Selected passage
START
Showing posts with label MtLyndon. Show all posts
Showing posts with label MtLyndon. Show all posts

Sunday, February 01, 2026

Sunday Portering Lyndon from the Back

Tough ride today. Absolutely wrecked me. The altitude, the sun, the scree, all conspired to remove every vestige of energy from my body. At the time, it was hellish. But I'm glad I did it. 

Nelson picked me up from mine and we drove out to park at the lake. Just before 10 when we got going, cruising the main highway along the 3 kms to the Porter's access road. Once on the gravel we only met 2 vehicles and got to the trailhead meeting and chatting with a family that looked like they were about to embark on it (we never saw them again).  Down to cross the creek, dodging spaniards, and no good rocks to step on so feet wet from this start.  Singletrack meandered up the valley, mostly rideable.  Met a couple of walkers coming down.  Across the creek again, narrower this time, and I topped up water cos looked like we were leaving it and may not meet any more.  A few zigs and zags and we were at the Colleridge Saddle, what a view!
END
Stored data
START
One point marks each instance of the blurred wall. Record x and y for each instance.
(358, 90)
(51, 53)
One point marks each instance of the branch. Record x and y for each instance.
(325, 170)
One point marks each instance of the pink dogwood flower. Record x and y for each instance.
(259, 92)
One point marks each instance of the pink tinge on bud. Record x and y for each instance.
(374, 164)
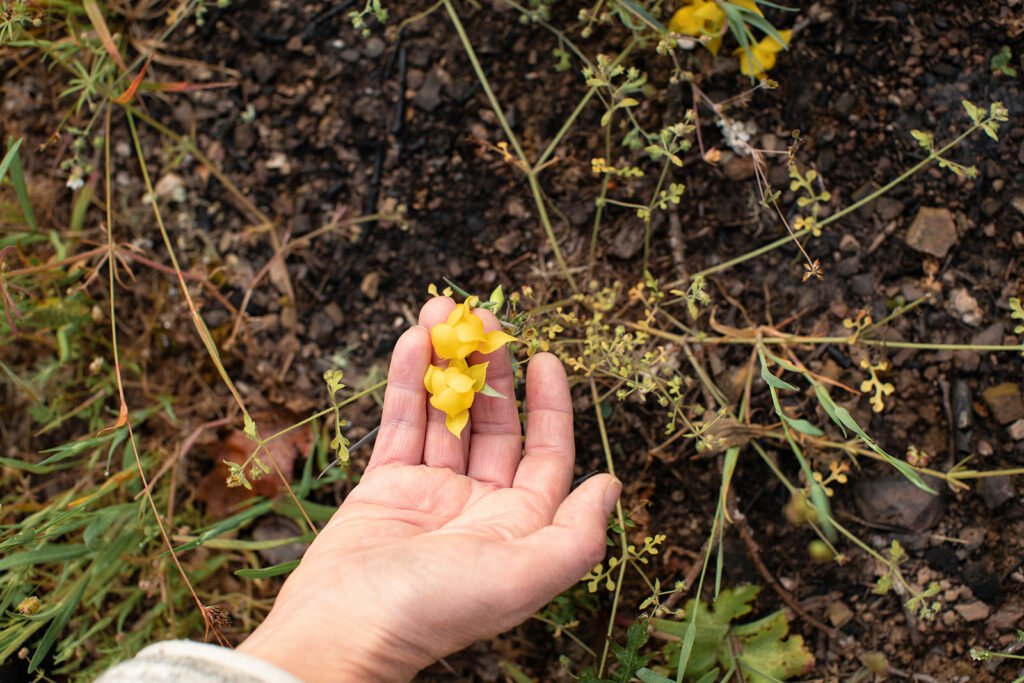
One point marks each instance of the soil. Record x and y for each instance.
(323, 124)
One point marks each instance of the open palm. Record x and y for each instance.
(444, 540)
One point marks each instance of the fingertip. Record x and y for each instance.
(411, 354)
(435, 310)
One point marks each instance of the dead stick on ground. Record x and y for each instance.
(739, 521)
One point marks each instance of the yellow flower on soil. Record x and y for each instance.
(463, 333)
(453, 389)
(762, 56)
(705, 17)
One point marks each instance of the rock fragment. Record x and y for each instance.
(1005, 401)
(973, 611)
(932, 231)
(897, 502)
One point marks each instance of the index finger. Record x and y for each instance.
(550, 451)
(403, 418)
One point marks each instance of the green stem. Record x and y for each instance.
(622, 525)
(849, 341)
(527, 168)
(650, 209)
(478, 70)
(564, 129)
(542, 210)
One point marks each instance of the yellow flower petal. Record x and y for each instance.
(456, 423)
(451, 401)
(457, 381)
(478, 374)
(769, 43)
(494, 340)
(431, 379)
(445, 340)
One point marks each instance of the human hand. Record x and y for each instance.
(444, 541)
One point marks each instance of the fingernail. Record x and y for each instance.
(611, 496)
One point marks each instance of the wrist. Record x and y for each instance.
(314, 649)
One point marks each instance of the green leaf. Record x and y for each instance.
(828, 404)
(803, 426)
(497, 297)
(768, 654)
(8, 159)
(648, 676)
(710, 677)
(926, 140)
(17, 179)
(976, 113)
(46, 554)
(250, 427)
(629, 656)
(59, 622)
(904, 469)
(274, 570)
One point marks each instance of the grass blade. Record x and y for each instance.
(57, 625)
(17, 179)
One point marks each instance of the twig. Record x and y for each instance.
(739, 521)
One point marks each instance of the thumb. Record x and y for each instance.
(558, 555)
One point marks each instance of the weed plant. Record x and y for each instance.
(103, 552)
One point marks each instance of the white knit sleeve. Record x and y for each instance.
(185, 660)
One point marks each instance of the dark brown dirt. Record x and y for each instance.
(324, 123)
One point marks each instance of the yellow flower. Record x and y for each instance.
(453, 389)
(463, 333)
(762, 56)
(705, 17)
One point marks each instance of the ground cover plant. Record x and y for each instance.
(775, 247)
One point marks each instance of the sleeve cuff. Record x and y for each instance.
(200, 663)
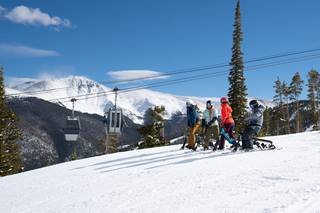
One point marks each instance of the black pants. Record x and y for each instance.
(247, 135)
(228, 128)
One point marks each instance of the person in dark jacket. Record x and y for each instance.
(255, 121)
(193, 123)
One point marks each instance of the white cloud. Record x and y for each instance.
(13, 81)
(25, 51)
(55, 72)
(34, 16)
(136, 75)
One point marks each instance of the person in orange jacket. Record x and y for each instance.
(227, 121)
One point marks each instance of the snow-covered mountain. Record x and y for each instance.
(134, 103)
(168, 179)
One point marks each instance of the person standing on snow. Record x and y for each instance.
(227, 121)
(212, 127)
(193, 123)
(255, 121)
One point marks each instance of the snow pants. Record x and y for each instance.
(229, 128)
(248, 133)
(212, 132)
(192, 135)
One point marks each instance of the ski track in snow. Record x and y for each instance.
(168, 179)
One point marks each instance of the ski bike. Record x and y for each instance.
(199, 139)
(262, 144)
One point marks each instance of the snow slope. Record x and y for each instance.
(134, 103)
(171, 180)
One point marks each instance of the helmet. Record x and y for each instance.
(189, 102)
(224, 100)
(253, 104)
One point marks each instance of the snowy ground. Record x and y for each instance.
(171, 180)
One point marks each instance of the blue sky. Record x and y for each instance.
(91, 38)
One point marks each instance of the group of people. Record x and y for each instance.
(209, 125)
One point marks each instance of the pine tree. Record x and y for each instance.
(237, 90)
(278, 112)
(152, 132)
(313, 82)
(296, 87)
(286, 94)
(10, 162)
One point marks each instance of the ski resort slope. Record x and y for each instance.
(168, 179)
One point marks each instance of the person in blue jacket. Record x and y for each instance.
(193, 123)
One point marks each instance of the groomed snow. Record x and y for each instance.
(171, 180)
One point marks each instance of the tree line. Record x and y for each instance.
(291, 114)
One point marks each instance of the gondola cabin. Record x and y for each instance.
(114, 121)
(72, 129)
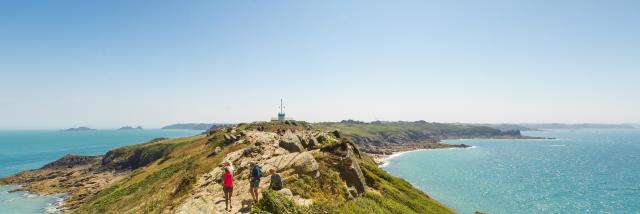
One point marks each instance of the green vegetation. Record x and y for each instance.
(166, 170)
(162, 184)
(276, 203)
(393, 195)
(408, 129)
(385, 194)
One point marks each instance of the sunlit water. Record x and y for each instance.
(582, 171)
(23, 150)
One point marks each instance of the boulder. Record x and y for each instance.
(305, 163)
(291, 142)
(229, 138)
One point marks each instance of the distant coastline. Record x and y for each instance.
(81, 128)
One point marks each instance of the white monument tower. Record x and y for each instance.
(281, 114)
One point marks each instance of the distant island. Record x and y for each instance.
(130, 128)
(196, 126)
(81, 128)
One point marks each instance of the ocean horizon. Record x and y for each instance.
(22, 150)
(581, 171)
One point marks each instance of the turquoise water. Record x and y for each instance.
(23, 150)
(582, 171)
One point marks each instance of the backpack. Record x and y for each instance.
(256, 172)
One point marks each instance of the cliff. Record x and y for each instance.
(389, 137)
(323, 172)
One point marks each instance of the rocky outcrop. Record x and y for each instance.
(80, 177)
(348, 166)
(291, 142)
(70, 161)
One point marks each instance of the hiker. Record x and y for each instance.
(276, 180)
(227, 187)
(254, 180)
(230, 166)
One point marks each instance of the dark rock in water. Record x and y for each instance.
(81, 128)
(71, 161)
(132, 158)
(130, 128)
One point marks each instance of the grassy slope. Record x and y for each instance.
(392, 128)
(385, 194)
(164, 184)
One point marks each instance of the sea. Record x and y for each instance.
(24, 150)
(580, 171)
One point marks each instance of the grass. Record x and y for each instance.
(394, 195)
(409, 128)
(163, 184)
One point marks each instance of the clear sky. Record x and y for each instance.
(151, 63)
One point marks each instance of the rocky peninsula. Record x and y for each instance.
(324, 172)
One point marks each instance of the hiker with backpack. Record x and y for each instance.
(254, 180)
(227, 187)
(276, 180)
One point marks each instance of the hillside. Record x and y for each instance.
(389, 137)
(196, 126)
(324, 172)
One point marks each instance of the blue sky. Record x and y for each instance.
(151, 63)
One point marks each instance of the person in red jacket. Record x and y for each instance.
(227, 187)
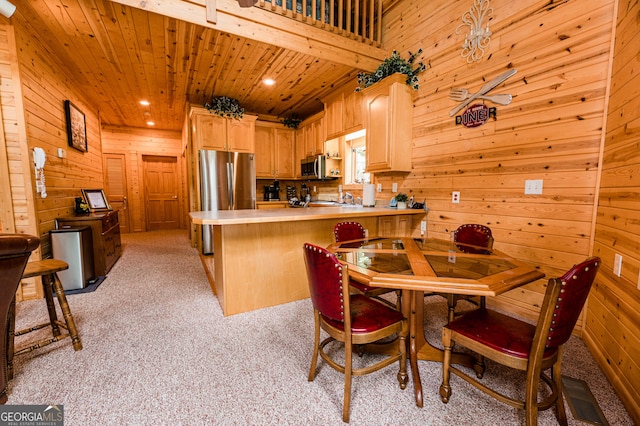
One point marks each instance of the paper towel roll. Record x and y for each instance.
(369, 195)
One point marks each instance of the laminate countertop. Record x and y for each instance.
(235, 217)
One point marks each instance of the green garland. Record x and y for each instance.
(392, 65)
(225, 107)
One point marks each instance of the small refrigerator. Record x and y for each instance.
(74, 246)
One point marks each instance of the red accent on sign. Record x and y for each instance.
(476, 115)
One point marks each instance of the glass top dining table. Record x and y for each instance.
(419, 265)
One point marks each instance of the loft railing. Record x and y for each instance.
(357, 19)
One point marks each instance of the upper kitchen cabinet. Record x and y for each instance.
(343, 111)
(310, 137)
(388, 118)
(275, 149)
(211, 131)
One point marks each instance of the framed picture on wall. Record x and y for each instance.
(96, 199)
(76, 127)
END
Stated problem A
Put the sentence "But I'm glad I did it." from the ride post into Spanish.
Stated problem B
According to the ride post, how many vehicles did they meet once they were on the gravel?
The rows play no part in what follows.

Response A
Pero me alegro de haberlo hecho.

Response B
Two vehicles.